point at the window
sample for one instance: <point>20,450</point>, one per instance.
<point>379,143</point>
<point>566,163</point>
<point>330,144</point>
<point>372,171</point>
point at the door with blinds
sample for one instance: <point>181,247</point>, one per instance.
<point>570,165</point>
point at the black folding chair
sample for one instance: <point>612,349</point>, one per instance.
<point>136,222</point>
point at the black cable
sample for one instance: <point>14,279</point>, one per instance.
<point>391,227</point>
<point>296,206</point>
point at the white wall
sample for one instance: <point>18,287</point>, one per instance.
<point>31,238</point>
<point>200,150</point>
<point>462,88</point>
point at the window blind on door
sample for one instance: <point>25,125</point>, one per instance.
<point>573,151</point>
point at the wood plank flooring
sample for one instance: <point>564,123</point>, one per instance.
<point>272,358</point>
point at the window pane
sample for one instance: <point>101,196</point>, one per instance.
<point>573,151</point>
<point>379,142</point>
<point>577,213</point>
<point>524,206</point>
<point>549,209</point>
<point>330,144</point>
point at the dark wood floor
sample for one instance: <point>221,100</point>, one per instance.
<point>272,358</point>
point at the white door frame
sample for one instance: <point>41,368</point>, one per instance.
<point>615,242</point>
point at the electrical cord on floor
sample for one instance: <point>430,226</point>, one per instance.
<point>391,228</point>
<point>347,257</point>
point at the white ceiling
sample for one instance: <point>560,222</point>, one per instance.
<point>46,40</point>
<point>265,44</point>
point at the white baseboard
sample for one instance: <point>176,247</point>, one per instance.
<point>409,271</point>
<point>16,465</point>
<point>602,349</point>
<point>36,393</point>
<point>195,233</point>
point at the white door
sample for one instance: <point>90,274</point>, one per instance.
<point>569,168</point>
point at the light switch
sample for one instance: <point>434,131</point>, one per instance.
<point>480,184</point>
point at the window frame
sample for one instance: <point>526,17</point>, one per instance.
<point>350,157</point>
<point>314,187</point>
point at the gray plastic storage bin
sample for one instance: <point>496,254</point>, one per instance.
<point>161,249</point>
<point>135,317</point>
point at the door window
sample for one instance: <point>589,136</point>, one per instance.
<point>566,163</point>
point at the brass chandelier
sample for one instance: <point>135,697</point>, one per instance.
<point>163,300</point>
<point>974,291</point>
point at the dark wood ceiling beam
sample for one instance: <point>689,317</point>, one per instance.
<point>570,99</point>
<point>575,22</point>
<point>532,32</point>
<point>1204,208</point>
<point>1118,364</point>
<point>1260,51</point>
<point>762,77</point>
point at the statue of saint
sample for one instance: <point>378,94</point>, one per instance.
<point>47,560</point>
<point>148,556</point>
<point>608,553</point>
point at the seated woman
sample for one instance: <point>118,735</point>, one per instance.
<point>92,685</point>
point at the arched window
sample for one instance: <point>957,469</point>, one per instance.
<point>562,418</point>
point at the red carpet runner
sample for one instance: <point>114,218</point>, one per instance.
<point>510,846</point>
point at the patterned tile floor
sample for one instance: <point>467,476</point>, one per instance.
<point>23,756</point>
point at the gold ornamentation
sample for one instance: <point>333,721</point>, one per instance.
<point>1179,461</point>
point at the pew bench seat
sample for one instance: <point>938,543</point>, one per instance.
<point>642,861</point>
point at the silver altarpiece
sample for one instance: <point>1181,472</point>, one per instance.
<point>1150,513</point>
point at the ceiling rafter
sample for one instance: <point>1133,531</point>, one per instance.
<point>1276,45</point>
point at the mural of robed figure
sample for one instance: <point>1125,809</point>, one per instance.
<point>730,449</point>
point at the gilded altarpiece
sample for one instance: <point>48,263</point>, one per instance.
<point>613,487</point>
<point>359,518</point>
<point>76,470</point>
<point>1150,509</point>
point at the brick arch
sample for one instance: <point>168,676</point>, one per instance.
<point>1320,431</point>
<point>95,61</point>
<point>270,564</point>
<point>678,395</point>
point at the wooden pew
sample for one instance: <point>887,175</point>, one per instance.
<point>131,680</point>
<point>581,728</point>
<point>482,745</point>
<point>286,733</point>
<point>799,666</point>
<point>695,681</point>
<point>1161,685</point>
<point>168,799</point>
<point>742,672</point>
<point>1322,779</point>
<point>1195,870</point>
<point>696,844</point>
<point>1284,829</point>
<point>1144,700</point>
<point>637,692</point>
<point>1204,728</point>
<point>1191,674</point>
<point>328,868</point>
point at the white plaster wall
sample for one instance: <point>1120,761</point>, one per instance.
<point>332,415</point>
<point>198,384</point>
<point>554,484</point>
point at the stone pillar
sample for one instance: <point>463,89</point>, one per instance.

──────

--- Exercise ---
Copy the entries above exactly, leaving none out.

--- Completed exercise ---
point at the window
sample for one instance: <point>20,450</point>, one per instance.
<point>379,143</point>
<point>566,163</point>
<point>330,144</point>
<point>372,171</point>
point at the door with blinds
sample for one instance: <point>181,247</point>, one per instance.
<point>570,165</point>
point at the black folding chair
sample for one instance: <point>612,349</point>, one per instance.
<point>136,222</point>
point at the black cable
sample for one instance: <point>14,279</point>, one per instance.
<point>391,227</point>
<point>296,206</point>
point at the white wall
sample for one instance: <point>18,287</point>, one per instance.
<point>31,238</point>
<point>200,150</point>
<point>462,88</point>
point at the window blind on door
sample for one instance: <point>25,125</point>, one per instance.
<point>573,151</point>
point at the wood plank flooring
sample for one instance: <point>564,123</point>, one per instance.
<point>272,358</point>
point at the window pane
sample for one instance: <point>101,196</point>, one per instance.
<point>573,151</point>
<point>379,142</point>
<point>577,213</point>
<point>524,206</point>
<point>549,209</point>
<point>330,144</point>
point at the dark wood floor
sample for one instance: <point>221,100</point>, one per instance.
<point>272,358</point>
point at the white door frame
sample for one instance: <point>41,368</point>, one per instance.
<point>615,242</point>
point at the electrical cord on floor
sample for one instance: <point>430,226</point>, one per instance.
<point>391,228</point>
<point>347,257</point>
point at the white ceiling
sample for one instance: <point>560,222</point>, one per instance.
<point>46,40</point>
<point>265,44</point>
point at the white baseboard
sample for one instance: <point>176,247</point>, one per instance.
<point>409,271</point>
<point>16,465</point>
<point>602,349</point>
<point>36,393</point>
<point>195,233</point>
point at the white door
sample for one instance: <point>90,274</point>, one per instance.
<point>569,168</point>
point at the light switch
sample for one instance: <point>434,131</point>, one per instance.
<point>480,184</point>
point at the window frame
sample for one instance: <point>526,17</point>, one per instance.
<point>350,157</point>
<point>314,187</point>
point at the gray plastic storage bin
sample for one instance: <point>496,254</point>, one per instance.
<point>161,249</point>
<point>135,317</point>
point at the door window
sample for one instance: <point>589,136</point>, one per instance.
<point>566,163</point>
point at the brass chandelier
sample for one instance: <point>135,697</point>, one per instance.
<point>163,300</point>
<point>974,291</point>
point at the dark wood ceiling beam
sample for one instance: <point>689,317</point>, one per instance.
<point>570,99</point>
<point>575,22</point>
<point>532,32</point>
<point>1204,208</point>
<point>1118,364</point>
<point>1260,51</point>
<point>762,77</point>
point at the statue of saint
sample for one instance: <point>378,94</point>, one per instance.
<point>47,560</point>
<point>148,556</point>
<point>608,553</point>
point at the seated woman
sample for one instance: <point>118,735</point>, one per instance.
<point>92,685</point>
point at the arched window
sample for one instance: <point>957,469</point>, one per instance.
<point>562,418</point>
point at the red carpet runner
sample for one instance: <point>114,218</point>, one per instance.
<point>510,846</point>
point at the patterned tile floor
sample for one instance: <point>467,476</point>, one per instance.
<point>23,756</point>
point at the gold ornamentation
sample for one instance: <point>333,721</point>, one per instance.
<point>1179,461</point>
point at the pew bench seat
sample for one instance: <point>938,543</point>, one per instance.
<point>642,861</point>
point at the silver altarpiece
sample for one instance: <point>1181,472</point>, one per instance.
<point>1150,513</point>
point at the ceiling rafter
sample for one instance: <point>1133,531</point>, one per instance.
<point>1276,45</point>
point at the mural of robed figure
sample for one instance: <point>1125,809</point>, one per instance.
<point>730,449</point>
point at the gilded altarpiece
sample for one instance: <point>48,263</point>, one per instance.
<point>613,487</point>
<point>359,518</point>
<point>76,470</point>
<point>1150,509</point>
point at the brick arch
sample for one instance: <point>168,676</point>, one per instance.
<point>1320,431</point>
<point>95,61</point>
<point>270,564</point>
<point>678,395</point>
point at the wooden pew
sample for one instance: <point>887,175</point>, one per instance.
<point>131,680</point>
<point>581,728</point>
<point>482,745</point>
<point>286,733</point>
<point>799,666</point>
<point>695,681</point>
<point>1161,685</point>
<point>168,799</point>
<point>742,672</point>
<point>1322,779</point>
<point>1195,870</point>
<point>696,844</point>
<point>1284,829</point>
<point>1144,700</point>
<point>637,692</point>
<point>1204,728</point>
<point>1191,674</point>
<point>328,868</point>
point at the white plaster wall
sample for one instance: <point>1120,761</point>, one per instance.
<point>332,415</point>
<point>198,384</point>
<point>554,484</point>
point at the stone pillar
sample for one instance: <point>463,89</point>, one per instance.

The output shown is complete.